§ **To be done**
Return, unchanged, the part of the listing that opens with the line containing "base wall and give integer pixel coordinates." and closes with the last line of the listing.

§ **Supplied entries**

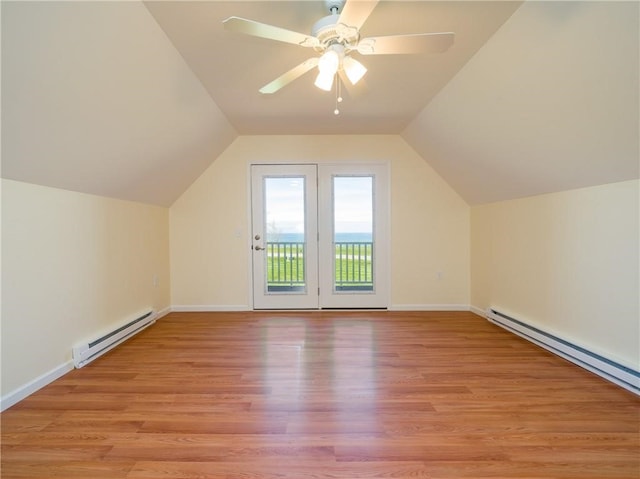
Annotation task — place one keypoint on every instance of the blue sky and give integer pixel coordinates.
(352, 201)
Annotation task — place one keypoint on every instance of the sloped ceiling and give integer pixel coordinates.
(550, 103)
(95, 99)
(134, 101)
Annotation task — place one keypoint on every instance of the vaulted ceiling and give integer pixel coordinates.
(135, 100)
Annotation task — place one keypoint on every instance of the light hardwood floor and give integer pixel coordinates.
(325, 395)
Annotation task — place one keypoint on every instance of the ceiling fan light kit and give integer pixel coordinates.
(334, 37)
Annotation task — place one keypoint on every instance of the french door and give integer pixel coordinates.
(319, 236)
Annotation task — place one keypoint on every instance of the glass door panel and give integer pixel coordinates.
(354, 239)
(353, 233)
(284, 236)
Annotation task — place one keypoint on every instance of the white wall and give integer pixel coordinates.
(209, 222)
(72, 265)
(566, 263)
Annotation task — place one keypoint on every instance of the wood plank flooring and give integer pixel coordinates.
(325, 395)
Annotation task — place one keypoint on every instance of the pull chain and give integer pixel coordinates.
(338, 95)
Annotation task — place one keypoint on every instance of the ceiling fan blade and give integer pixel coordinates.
(262, 30)
(289, 76)
(412, 43)
(355, 12)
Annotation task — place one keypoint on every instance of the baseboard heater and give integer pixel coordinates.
(86, 352)
(606, 368)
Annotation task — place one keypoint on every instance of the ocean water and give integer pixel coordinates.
(340, 237)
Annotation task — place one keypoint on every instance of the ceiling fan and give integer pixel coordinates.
(334, 38)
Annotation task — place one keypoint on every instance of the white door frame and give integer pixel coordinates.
(308, 297)
(322, 286)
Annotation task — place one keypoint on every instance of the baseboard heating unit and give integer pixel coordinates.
(86, 352)
(606, 368)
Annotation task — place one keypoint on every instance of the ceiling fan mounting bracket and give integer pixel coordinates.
(334, 6)
(329, 31)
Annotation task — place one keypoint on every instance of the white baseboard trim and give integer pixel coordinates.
(185, 308)
(608, 369)
(38, 383)
(429, 307)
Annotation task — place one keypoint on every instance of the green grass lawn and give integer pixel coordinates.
(353, 265)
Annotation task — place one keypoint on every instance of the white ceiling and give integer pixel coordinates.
(135, 101)
(232, 67)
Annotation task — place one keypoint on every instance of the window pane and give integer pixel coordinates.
(353, 233)
(285, 227)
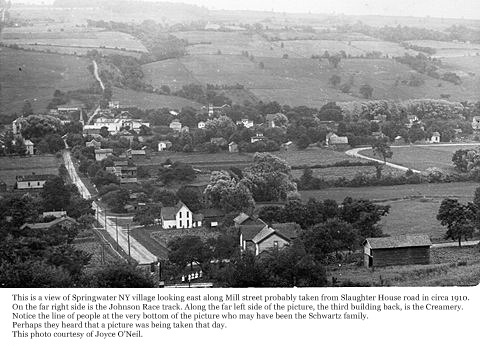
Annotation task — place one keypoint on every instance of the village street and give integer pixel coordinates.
(137, 251)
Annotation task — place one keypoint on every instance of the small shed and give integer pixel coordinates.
(398, 250)
(435, 138)
(233, 147)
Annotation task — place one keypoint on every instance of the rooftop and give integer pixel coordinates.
(407, 240)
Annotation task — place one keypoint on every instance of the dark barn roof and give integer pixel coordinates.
(407, 240)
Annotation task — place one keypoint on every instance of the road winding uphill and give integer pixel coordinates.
(137, 251)
(355, 153)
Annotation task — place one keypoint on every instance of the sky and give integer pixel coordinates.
(420, 8)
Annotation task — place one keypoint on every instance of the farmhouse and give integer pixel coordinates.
(164, 145)
(63, 221)
(398, 250)
(101, 154)
(33, 181)
(339, 142)
(268, 237)
(180, 216)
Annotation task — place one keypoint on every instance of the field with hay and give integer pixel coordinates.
(423, 157)
(451, 266)
(144, 100)
(11, 166)
(35, 76)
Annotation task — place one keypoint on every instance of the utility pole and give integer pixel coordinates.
(116, 229)
(128, 240)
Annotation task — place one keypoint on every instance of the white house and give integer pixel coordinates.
(246, 123)
(176, 125)
(33, 181)
(164, 145)
(180, 216)
(435, 138)
(258, 238)
(258, 137)
(101, 154)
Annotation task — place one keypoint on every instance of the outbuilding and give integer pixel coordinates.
(398, 250)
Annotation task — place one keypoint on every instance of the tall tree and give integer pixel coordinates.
(381, 148)
(458, 218)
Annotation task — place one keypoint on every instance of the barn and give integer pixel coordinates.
(397, 250)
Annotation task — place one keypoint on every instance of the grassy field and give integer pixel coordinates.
(449, 49)
(413, 207)
(35, 76)
(333, 173)
(462, 191)
(446, 269)
(314, 155)
(12, 166)
(88, 39)
(421, 158)
(229, 43)
(151, 101)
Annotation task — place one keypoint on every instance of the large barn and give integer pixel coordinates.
(398, 250)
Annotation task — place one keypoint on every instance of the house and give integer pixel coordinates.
(3, 186)
(246, 123)
(256, 239)
(64, 221)
(94, 143)
(338, 142)
(33, 181)
(125, 173)
(101, 154)
(399, 140)
(233, 147)
(29, 147)
(220, 141)
(435, 138)
(258, 137)
(286, 146)
(476, 123)
(114, 104)
(179, 216)
(412, 119)
(164, 145)
(17, 126)
(270, 119)
(176, 125)
(56, 214)
(397, 250)
(212, 217)
(130, 153)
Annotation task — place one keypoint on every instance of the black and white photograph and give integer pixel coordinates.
(234, 144)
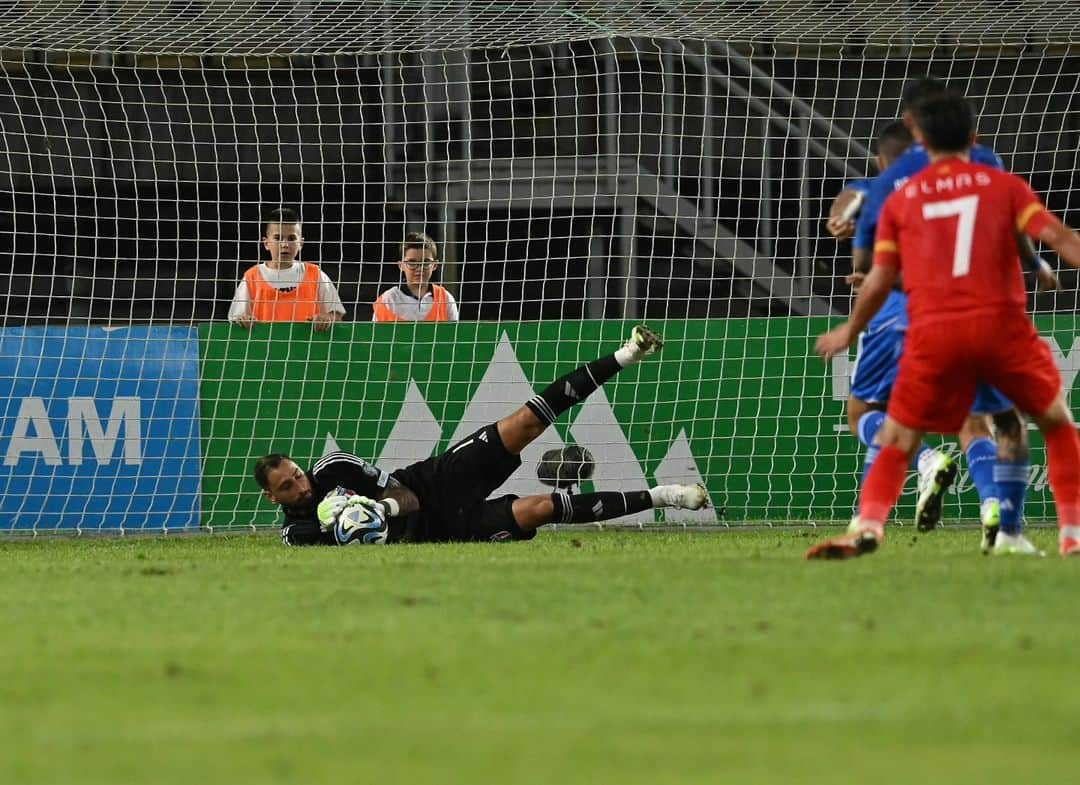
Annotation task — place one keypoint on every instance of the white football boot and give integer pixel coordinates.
(680, 497)
(934, 479)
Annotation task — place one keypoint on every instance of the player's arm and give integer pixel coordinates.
(1035, 220)
(402, 496)
(841, 214)
(1044, 276)
(873, 293)
(1061, 239)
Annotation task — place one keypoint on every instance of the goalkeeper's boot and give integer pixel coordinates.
(1068, 540)
(989, 516)
(849, 545)
(680, 497)
(644, 341)
(1015, 545)
(934, 481)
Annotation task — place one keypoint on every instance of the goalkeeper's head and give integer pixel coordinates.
(283, 482)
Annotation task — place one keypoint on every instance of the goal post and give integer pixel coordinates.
(580, 165)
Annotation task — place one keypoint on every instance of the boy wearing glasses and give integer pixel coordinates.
(417, 299)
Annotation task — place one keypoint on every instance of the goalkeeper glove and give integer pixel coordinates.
(331, 506)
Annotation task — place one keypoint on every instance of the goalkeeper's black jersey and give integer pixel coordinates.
(347, 471)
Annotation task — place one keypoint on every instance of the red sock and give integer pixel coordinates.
(1063, 455)
(882, 485)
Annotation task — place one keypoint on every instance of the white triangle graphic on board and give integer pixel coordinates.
(617, 467)
(329, 445)
(415, 435)
(679, 465)
(503, 390)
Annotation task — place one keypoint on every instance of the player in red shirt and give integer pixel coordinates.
(952, 231)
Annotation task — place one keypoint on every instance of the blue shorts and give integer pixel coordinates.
(877, 363)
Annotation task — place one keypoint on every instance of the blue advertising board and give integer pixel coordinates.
(99, 429)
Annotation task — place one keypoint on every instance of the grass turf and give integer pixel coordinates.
(581, 658)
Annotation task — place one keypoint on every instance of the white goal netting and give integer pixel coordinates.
(580, 166)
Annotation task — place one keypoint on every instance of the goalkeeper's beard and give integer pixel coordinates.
(305, 508)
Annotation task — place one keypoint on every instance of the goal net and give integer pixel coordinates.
(581, 166)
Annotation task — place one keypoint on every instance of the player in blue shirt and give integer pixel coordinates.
(999, 472)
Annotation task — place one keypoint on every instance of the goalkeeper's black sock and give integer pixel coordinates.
(572, 389)
(603, 505)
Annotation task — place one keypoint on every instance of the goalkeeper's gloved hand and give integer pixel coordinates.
(331, 506)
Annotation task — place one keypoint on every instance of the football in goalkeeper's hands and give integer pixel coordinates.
(361, 522)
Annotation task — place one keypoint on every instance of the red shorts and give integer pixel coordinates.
(944, 361)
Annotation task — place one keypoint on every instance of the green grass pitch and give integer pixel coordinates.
(621, 658)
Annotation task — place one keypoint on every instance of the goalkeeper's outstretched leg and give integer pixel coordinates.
(520, 429)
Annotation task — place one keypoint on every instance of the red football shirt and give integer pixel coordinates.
(952, 232)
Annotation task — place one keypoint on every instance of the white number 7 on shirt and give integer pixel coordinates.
(966, 208)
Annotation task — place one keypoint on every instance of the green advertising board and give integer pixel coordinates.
(741, 404)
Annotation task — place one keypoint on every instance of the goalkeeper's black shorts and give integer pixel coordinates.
(454, 487)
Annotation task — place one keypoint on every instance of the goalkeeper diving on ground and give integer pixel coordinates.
(343, 499)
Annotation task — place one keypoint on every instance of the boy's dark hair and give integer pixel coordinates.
(421, 242)
(946, 121)
(264, 464)
(893, 139)
(281, 215)
(918, 90)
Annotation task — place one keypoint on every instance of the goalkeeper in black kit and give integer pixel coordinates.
(343, 499)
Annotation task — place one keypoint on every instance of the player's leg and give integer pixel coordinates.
(529, 421)
(933, 392)
(1063, 457)
(1024, 369)
(1011, 471)
(873, 377)
(531, 512)
(512, 517)
(879, 493)
(976, 441)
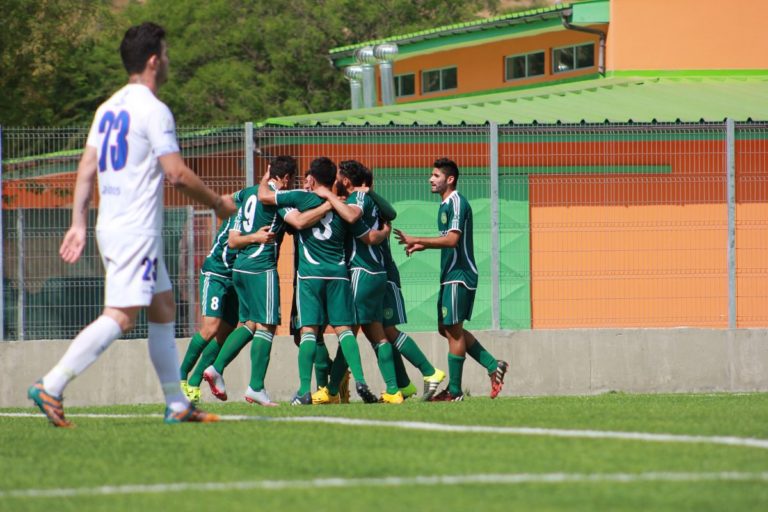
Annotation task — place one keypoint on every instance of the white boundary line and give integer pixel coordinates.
(463, 429)
(435, 480)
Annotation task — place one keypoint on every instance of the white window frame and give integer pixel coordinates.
(573, 47)
(397, 88)
(526, 55)
(442, 88)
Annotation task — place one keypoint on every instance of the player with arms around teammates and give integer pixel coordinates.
(458, 280)
(131, 147)
(323, 293)
(218, 306)
(256, 280)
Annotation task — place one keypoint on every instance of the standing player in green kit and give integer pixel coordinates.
(458, 280)
(255, 278)
(323, 293)
(218, 306)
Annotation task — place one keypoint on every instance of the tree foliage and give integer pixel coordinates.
(231, 60)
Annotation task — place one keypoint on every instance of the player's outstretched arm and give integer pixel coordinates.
(74, 240)
(348, 213)
(302, 220)
(237, 240)
(189, 183)
(376, 236)
(419, 243)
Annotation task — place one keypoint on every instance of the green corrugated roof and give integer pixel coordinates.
(614, 100)
(453, 29)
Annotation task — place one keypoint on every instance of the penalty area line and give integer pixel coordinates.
(433, 480)
(464, 429)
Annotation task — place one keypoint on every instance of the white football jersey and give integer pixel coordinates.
(131, 130)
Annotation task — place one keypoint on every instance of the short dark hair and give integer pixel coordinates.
(448, 167)
(139, 44)
(368, 181)
(282, 165)
(354, 171)
(323, 170)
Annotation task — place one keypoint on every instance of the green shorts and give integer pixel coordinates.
(218, 298)
(259, 296)
(394, 306)
(454, 304)
(368, 292)
(324, 301)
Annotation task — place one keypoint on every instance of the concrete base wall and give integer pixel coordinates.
(568, 362)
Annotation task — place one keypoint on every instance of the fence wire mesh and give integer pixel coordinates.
(597, 226)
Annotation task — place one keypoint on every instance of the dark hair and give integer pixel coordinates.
(139, 44)
(368, 179)
(354, 171)
(282, 165)
(448, 167)
(323, 170)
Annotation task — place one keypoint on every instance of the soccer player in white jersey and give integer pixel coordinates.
(131, 147)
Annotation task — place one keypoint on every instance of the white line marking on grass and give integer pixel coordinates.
(390, 481)
(463, 429)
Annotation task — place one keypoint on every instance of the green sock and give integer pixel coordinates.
(232, 346)
(206, 359)
(261, 347)
(387, 366)
(455, 369)
(411, 351)
(351, 351)
(322, 364)
(482, 356)
(338, 370)
(307, 349)
(402, 376)
(195, 348)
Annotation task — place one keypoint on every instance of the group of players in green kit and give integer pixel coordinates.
(344, 278)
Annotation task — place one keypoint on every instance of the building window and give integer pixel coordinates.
(405, 85)
(573, 57)
(436, 80)
(524, 66)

§ **Response to this task**
Annotation task — place one keypoint on every instance of the concrete base wall and give integer pixel coordinates.
(568, 362)
Annotation task — place one keypoint on every instance of the fence wire mesh and give integer pixel coordinates.
(597, 226)
Annotation task — place one keypoint on every instance of the dark hair and give integer pixel coordinates.
(139, 44)
(368, 179)
(354, 171)
(282, 165)
(448, 167)
(323, 170)
Annotation task — place one keypoint on every instance of the soccer player in white jersey and give integer pixel coordinates.
(131, 147)
Annotation task — place one keypoint on every instance of the white line marking on grass and give integer pixel coordinates.
(390, 481)
(463, 429)
Annotation task — place one keypoint on every instance of the green sock and give integer pixel coordinates.
(232, 346)
(206, 359)
(261, 347)
(387, 366)
(455, 369)
(411, 351)
(351, 351)
(322, 364)
(482, 356)
(338, 370)
(307, 349)
(402, 376)
(195, 348)
Annotation task — place one keypoint on every instance of the group of players in green kit and give integer pixel coordinates.
(344, 278)
Annotation task — place one keypoint on every instance of the building window and give integer pixel coordinates.
(405, 85)
(573, 57)
(436, 80)
(524, 66)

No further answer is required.